(EXERCISE BRIEF): Transcribe the listing below without alteration, from the line containing "Planogram-check task. Target: grass pitch" through the final line of the listing, both included.

___ DATA ___

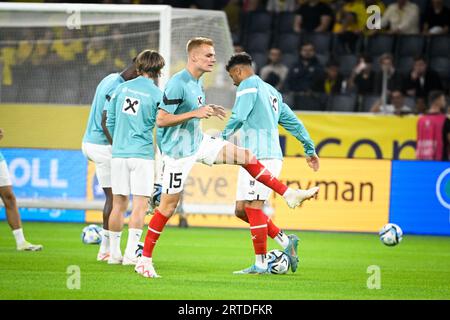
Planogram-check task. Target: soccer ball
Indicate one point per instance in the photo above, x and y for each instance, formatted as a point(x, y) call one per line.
point(139, 250)
point(391, 234)
point(278, 262)
point(91, 234)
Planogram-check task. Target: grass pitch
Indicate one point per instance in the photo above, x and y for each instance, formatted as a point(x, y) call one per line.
point(197, 263)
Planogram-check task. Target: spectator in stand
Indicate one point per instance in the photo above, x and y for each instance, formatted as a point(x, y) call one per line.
point(437, 18)
point(313, 16)
point(397, 105)
point(331, 81)
point(362, 78)
point(274, 72)
point(302, 73)
point(401, 18)
point(276, 6)
point(433, 133)
point(395, 79)
point(420, 82)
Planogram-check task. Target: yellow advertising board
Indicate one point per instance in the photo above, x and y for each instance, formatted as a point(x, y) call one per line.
point(364, 136)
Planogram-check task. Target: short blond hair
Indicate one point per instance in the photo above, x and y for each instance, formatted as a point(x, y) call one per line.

___

(SOLUTION FOR THIS PROBLEM):
Planogram-check task. Target: grass pitch
Indicate one point per instance in the photo above, x and y for each instance, formatted as a point(x, y) call one per line.
point(197, 263)
Planogram-check task. Target: spectator in stand
Indicate one point per instance in the photo above, x and y for each instance, formatted as a point(x, y) call one per line.
point(437, 18)
point(313, 16)
point(397, 105)
point(331, 81)
point(362, 78)
point(274, 72)
point(302, 73)
point(401, 18)
point(276, 6)
point(433, 133)
point(395, 79)
point(420, 82)
Planogram-check task. Target: yellow advertising board
Indicate one point per instance in the photo above, x and y for each instance, formatted as a point(x, y) call one per line.
point(364, 136)
Planogram-check task. Target: short blond hair
Indicate one point per instance in the photo above, x and y for each instance, formatted as a point(x, y) call one per line.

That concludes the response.